Look through the data and write out every line with the word "negative" in it.

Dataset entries
---+---
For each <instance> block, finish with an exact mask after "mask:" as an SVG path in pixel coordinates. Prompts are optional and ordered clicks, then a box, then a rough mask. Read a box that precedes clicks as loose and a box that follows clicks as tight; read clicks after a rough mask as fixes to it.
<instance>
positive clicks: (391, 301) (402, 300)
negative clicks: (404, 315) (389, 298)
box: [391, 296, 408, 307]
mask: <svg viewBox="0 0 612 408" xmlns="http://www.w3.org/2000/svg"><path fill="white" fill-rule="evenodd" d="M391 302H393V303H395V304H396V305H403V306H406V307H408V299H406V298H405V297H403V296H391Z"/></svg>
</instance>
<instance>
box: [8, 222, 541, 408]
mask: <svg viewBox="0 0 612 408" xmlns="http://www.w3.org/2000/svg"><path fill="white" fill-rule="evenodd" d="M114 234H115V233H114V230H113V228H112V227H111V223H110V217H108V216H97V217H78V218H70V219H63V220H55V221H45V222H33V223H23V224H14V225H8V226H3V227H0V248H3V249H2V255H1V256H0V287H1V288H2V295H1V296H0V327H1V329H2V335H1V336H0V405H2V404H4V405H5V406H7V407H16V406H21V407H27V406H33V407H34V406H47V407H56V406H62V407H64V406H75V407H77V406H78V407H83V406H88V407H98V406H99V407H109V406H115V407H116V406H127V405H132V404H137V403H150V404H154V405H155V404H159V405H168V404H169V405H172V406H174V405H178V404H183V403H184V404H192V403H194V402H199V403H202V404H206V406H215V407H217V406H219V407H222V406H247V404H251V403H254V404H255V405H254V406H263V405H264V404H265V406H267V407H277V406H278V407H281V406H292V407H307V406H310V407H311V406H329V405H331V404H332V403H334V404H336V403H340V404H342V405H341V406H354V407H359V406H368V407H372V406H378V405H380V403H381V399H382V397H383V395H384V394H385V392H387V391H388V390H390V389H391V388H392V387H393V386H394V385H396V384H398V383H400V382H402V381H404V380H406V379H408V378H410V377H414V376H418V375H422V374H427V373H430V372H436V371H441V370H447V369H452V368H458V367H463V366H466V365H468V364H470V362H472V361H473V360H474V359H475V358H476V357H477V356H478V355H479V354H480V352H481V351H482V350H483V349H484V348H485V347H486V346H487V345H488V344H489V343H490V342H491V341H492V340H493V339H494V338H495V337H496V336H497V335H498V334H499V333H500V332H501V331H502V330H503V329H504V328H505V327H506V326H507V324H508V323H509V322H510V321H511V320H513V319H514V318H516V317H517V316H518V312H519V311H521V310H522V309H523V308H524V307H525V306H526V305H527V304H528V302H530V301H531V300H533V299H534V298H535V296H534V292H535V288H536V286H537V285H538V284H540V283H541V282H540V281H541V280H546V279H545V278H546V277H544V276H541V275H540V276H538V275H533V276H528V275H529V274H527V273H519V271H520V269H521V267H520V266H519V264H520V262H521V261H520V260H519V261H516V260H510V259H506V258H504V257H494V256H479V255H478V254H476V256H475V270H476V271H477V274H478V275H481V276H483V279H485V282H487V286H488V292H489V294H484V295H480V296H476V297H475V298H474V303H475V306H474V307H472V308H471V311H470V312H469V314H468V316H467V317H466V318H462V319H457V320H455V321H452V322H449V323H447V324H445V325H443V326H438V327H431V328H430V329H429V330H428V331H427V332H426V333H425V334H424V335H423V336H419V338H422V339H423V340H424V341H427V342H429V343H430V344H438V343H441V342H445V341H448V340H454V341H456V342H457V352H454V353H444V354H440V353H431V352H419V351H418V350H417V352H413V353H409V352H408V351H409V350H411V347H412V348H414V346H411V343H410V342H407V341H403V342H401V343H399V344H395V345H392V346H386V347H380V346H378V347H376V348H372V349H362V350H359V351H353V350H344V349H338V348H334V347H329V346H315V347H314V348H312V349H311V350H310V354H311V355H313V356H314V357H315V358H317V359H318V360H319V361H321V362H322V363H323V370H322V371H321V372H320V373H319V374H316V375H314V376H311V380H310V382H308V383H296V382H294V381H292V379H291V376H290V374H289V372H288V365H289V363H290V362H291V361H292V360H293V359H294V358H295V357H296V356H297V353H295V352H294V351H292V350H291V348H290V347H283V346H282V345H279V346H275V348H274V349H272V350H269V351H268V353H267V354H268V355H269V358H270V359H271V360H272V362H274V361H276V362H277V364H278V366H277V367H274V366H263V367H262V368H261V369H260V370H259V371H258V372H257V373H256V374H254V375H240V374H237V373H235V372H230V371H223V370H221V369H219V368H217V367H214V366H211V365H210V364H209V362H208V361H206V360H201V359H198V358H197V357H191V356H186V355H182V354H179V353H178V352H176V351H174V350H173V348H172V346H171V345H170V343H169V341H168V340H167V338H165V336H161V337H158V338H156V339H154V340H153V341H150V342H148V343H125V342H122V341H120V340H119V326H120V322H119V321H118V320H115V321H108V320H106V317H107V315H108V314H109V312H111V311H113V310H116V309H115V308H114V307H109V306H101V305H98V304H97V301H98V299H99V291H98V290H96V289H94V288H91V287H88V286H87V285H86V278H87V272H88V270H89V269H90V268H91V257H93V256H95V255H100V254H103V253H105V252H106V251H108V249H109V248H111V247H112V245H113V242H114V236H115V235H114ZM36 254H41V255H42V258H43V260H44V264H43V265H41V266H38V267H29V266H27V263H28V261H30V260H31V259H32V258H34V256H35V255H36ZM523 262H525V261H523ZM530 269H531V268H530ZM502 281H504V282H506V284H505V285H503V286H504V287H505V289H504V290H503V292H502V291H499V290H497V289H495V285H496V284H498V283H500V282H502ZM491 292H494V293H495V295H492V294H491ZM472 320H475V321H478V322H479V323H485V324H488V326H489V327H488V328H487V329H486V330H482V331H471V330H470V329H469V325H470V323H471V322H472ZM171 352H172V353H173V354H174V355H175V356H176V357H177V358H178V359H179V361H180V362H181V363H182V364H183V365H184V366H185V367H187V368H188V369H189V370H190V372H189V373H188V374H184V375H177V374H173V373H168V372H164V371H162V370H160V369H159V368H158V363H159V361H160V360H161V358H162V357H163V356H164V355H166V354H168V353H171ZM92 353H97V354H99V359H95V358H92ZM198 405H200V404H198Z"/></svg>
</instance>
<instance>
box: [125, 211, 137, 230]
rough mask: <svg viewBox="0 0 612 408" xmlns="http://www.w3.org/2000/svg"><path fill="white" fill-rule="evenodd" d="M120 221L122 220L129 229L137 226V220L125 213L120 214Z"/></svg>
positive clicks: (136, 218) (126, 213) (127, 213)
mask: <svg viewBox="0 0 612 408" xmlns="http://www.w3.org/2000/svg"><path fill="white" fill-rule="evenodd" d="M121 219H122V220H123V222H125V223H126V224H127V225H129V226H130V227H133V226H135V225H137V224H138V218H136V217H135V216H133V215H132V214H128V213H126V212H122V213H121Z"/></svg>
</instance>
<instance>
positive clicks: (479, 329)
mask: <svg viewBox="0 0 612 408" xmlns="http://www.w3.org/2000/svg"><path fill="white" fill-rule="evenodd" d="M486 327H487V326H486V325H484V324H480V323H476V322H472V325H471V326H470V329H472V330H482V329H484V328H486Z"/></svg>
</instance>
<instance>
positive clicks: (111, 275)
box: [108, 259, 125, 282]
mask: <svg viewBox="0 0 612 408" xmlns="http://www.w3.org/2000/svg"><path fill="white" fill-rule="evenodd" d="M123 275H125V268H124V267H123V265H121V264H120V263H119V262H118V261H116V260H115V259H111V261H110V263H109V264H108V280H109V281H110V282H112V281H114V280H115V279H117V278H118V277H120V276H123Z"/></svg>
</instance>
---+---
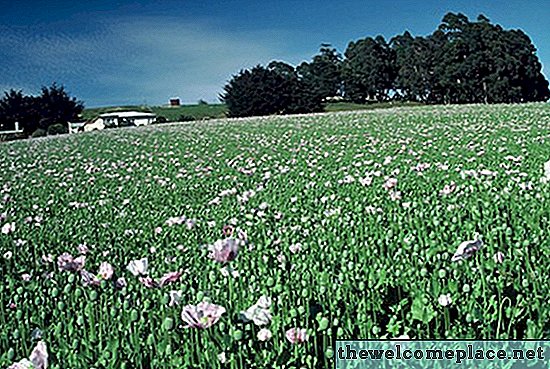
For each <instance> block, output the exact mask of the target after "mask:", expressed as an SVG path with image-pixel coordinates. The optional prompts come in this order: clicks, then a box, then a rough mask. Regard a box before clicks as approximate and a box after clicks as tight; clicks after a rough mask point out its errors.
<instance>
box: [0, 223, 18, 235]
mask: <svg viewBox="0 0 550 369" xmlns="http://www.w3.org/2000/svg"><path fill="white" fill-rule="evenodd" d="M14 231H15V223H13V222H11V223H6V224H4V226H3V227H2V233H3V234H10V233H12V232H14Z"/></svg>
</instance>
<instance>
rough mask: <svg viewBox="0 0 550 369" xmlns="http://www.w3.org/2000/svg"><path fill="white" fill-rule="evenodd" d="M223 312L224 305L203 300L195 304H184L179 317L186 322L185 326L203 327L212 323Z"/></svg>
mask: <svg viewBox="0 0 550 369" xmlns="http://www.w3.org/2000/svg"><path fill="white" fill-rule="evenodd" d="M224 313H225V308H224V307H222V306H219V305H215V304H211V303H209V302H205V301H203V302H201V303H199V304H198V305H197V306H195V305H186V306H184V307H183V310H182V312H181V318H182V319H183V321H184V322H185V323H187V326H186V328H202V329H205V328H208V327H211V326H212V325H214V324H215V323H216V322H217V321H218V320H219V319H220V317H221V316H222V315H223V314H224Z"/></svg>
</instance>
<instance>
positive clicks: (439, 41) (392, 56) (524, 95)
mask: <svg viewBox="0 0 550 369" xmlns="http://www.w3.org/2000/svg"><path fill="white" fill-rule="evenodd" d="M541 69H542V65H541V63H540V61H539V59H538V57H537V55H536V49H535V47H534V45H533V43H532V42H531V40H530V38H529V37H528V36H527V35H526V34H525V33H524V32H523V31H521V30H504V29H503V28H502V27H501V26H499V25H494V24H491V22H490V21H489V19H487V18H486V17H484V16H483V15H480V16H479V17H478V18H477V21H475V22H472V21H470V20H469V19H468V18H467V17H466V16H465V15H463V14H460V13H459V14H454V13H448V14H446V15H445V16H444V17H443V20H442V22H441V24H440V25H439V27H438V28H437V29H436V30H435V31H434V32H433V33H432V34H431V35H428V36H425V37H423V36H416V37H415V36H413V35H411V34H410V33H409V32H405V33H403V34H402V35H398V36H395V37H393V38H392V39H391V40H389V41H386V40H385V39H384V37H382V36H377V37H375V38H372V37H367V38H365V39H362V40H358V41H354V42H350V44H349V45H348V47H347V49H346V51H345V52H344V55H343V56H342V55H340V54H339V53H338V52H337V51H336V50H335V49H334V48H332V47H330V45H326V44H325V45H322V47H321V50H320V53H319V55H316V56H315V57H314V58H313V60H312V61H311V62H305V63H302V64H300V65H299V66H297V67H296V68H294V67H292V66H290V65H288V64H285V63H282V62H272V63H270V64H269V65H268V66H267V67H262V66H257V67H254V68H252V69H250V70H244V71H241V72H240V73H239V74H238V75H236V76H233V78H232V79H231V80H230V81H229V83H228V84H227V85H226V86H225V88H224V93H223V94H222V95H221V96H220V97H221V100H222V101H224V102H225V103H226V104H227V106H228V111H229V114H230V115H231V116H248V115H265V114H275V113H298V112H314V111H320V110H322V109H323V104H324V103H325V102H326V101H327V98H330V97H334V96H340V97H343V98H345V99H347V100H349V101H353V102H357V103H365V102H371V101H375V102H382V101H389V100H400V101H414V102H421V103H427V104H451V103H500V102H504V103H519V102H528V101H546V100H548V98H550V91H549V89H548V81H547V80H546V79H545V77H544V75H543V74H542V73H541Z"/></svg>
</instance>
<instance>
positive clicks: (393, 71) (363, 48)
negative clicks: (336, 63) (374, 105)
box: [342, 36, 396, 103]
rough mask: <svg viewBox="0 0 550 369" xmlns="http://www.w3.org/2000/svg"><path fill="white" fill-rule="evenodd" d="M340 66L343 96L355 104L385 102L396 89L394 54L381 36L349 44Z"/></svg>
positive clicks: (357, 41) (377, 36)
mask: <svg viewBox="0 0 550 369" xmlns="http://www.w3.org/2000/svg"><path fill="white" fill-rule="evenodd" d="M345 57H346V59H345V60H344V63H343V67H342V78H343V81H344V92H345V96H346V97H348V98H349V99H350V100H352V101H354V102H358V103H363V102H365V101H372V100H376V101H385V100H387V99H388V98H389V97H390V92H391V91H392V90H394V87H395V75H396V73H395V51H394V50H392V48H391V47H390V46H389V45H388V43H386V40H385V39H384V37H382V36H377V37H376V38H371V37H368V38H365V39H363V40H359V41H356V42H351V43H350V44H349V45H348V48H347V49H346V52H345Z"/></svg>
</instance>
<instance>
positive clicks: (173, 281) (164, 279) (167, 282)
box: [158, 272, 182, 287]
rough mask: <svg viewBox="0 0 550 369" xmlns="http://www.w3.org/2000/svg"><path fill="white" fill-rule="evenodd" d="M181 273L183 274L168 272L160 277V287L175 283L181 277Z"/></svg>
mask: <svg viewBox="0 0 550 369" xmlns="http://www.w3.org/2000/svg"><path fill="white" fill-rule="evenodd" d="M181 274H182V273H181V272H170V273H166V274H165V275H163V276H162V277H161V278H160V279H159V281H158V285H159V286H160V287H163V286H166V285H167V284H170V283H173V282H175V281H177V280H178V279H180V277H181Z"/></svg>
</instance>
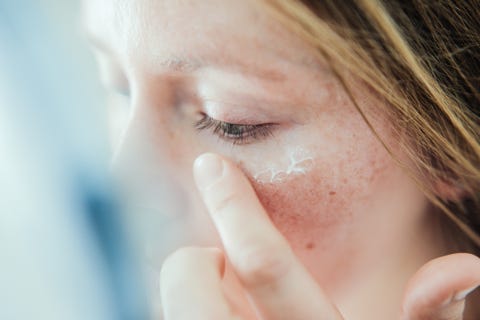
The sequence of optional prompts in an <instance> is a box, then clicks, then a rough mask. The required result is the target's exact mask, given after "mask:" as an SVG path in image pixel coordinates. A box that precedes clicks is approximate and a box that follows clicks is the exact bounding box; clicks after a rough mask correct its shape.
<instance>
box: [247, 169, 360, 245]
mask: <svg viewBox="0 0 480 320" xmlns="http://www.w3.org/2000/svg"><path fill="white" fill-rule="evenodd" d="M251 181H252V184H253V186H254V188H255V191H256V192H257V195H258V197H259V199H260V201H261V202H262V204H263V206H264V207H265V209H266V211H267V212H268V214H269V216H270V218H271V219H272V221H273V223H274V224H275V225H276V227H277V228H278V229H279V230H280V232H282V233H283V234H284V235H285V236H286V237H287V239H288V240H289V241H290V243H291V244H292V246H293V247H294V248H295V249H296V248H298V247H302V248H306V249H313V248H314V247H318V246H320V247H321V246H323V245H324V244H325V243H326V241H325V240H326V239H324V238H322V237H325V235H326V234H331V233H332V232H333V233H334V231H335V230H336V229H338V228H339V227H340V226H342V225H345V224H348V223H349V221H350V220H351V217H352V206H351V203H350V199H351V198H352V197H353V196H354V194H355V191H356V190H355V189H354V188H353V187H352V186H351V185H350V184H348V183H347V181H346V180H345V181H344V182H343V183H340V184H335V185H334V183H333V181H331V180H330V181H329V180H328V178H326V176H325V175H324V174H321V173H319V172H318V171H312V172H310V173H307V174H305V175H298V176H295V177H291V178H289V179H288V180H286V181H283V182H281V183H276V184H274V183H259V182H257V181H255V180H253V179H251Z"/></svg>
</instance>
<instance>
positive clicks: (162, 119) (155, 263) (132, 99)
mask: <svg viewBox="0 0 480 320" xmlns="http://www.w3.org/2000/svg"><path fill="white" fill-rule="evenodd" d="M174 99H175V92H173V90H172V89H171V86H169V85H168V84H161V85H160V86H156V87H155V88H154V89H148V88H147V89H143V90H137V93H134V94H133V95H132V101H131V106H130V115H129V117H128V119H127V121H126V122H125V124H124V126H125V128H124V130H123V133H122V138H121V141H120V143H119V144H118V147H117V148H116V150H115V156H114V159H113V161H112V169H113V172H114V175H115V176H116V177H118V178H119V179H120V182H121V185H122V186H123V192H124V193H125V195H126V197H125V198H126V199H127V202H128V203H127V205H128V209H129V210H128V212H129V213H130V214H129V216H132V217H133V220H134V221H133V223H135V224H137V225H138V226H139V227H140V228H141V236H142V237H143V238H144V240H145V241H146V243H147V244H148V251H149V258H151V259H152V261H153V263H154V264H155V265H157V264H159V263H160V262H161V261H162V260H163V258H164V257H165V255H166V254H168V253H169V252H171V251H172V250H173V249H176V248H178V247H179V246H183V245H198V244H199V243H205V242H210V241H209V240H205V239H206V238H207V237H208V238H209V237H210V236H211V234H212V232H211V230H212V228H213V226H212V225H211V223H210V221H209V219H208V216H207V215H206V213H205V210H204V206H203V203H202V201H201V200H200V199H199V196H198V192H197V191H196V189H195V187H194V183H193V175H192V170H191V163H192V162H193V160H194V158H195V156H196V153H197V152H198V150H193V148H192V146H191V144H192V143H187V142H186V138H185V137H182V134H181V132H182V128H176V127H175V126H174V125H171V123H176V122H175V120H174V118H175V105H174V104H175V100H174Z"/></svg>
---+---
**Reply:**
negative clicks: (404, 315) (389, 298)
negative clicks: (336, 63) (374, 105)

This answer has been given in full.